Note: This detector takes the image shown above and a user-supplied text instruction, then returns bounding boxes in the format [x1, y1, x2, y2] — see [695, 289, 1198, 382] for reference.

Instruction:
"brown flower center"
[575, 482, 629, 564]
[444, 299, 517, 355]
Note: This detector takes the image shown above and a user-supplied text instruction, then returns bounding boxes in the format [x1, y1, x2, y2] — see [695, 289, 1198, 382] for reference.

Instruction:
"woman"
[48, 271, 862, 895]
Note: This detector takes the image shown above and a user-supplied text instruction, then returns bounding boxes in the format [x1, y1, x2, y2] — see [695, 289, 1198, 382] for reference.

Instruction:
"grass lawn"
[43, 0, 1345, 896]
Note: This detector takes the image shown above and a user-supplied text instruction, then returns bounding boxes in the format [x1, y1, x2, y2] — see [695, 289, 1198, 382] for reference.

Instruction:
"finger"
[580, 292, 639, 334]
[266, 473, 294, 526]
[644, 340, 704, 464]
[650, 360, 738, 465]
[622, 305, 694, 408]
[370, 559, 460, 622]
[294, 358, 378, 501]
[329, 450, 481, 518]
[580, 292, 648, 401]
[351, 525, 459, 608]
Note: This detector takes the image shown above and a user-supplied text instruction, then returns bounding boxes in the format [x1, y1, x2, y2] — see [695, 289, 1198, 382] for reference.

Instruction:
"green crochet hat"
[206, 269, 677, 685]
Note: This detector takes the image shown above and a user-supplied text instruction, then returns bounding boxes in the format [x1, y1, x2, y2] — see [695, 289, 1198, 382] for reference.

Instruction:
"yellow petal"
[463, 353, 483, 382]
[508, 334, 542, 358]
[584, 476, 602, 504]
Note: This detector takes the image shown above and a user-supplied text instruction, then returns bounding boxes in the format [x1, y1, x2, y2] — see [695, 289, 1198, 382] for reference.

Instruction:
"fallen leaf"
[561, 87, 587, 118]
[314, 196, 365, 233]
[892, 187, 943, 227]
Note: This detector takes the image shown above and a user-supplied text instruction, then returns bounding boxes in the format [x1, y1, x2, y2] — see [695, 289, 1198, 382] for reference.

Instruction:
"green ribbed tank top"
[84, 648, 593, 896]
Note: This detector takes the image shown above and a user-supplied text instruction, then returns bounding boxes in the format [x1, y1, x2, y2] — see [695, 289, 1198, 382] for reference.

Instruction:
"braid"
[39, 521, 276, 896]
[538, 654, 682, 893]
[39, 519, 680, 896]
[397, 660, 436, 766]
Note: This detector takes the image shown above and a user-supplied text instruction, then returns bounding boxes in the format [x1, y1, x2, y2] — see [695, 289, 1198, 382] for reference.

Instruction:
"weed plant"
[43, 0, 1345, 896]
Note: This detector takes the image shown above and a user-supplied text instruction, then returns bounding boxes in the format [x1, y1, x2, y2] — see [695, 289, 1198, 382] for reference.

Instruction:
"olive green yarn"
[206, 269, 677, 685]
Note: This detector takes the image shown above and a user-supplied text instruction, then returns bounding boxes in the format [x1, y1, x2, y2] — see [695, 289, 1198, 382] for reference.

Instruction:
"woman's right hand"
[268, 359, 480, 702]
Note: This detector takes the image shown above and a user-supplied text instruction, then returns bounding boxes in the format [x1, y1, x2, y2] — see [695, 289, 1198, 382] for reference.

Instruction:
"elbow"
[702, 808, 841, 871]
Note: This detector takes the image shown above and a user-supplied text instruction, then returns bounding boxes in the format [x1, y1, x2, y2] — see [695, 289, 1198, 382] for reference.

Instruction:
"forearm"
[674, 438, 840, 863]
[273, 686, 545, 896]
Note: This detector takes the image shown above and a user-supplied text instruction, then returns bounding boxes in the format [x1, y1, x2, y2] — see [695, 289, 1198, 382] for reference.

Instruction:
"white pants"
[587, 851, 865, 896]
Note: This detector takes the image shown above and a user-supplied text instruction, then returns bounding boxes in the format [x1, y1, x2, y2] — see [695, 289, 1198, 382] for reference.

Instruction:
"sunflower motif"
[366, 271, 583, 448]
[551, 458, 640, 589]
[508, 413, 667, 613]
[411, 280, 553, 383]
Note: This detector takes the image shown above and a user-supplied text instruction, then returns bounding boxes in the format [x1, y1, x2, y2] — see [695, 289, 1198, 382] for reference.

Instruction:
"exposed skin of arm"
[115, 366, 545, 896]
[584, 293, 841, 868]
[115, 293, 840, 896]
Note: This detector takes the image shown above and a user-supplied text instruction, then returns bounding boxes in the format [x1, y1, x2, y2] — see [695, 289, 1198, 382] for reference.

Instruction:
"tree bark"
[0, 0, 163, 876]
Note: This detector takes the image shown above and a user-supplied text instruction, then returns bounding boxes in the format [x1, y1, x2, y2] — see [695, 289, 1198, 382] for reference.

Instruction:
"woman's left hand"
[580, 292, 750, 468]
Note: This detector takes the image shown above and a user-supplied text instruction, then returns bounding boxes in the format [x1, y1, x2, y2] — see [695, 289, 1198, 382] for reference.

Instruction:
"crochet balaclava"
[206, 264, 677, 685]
--------
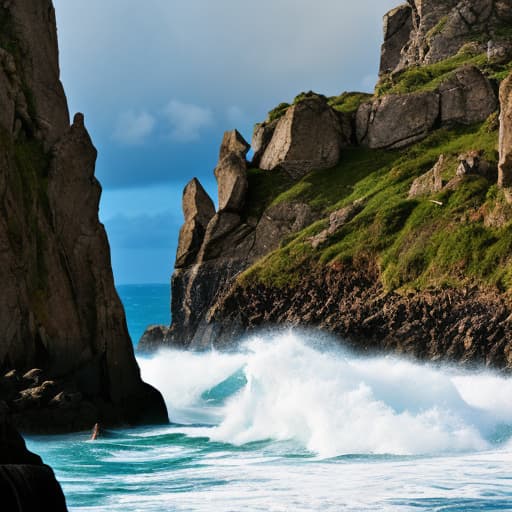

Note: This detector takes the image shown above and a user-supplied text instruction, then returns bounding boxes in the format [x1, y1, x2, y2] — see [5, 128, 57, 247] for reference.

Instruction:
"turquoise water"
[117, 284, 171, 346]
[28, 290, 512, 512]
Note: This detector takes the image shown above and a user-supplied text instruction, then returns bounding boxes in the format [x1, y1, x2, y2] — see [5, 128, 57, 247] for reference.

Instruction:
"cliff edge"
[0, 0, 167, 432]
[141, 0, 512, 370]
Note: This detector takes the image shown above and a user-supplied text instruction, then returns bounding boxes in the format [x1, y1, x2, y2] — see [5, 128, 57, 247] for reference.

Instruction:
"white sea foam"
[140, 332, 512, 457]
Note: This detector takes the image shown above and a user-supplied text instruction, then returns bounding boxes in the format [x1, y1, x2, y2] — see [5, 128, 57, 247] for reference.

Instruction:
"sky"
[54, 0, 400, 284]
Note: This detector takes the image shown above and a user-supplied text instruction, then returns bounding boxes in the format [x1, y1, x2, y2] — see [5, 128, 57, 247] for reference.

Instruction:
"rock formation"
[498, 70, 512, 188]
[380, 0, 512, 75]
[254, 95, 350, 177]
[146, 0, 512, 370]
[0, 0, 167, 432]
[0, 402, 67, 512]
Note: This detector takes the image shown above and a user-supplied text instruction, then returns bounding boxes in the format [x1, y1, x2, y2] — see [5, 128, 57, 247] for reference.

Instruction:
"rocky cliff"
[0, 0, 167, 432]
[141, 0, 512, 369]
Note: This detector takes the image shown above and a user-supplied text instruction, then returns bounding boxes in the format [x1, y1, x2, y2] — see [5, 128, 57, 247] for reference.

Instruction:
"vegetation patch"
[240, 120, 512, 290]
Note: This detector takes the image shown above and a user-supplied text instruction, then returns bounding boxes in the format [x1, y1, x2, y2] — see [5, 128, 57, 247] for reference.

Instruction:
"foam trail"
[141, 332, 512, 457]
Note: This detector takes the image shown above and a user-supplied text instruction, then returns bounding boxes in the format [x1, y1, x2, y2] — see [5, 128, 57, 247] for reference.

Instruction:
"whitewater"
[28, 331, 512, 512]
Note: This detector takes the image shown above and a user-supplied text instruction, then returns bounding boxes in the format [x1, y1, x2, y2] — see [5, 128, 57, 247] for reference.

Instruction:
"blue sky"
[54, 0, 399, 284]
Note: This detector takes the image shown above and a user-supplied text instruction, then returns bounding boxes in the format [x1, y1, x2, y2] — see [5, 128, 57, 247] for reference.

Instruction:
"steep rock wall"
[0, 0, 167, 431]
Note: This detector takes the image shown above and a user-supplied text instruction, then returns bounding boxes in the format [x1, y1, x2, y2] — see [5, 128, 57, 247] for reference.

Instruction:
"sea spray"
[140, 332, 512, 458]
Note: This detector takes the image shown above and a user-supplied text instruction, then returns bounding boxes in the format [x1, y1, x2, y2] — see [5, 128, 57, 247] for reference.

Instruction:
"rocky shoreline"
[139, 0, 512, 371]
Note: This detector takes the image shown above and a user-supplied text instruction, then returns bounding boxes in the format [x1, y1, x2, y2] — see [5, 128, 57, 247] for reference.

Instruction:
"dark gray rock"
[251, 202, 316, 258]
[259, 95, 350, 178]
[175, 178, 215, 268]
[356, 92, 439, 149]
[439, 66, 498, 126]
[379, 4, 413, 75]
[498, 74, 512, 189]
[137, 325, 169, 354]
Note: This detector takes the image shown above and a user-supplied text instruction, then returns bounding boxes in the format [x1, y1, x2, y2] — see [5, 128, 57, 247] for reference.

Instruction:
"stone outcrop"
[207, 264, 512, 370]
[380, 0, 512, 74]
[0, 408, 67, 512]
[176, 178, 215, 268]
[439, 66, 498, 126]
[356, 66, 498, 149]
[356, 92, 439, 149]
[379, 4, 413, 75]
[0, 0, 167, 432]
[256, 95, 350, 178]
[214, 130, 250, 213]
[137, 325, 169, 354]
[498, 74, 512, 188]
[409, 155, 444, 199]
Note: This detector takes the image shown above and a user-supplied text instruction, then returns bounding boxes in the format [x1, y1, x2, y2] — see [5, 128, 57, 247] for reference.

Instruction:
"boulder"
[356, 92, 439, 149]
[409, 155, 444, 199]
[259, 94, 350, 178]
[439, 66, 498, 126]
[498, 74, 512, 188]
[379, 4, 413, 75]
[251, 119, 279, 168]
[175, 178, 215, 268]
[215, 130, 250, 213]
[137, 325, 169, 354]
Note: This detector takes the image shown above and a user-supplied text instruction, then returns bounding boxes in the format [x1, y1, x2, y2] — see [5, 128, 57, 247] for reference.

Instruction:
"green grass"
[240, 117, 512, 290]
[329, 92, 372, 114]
--------
What you have to do >> Please gather every line above that contains the string "green" and copy each one unchanged. Only matches in the same case count.

Answer to this exercise >>
"green crochet hat"
"green ribbed tank top"
"olive green yarn"
"green grass"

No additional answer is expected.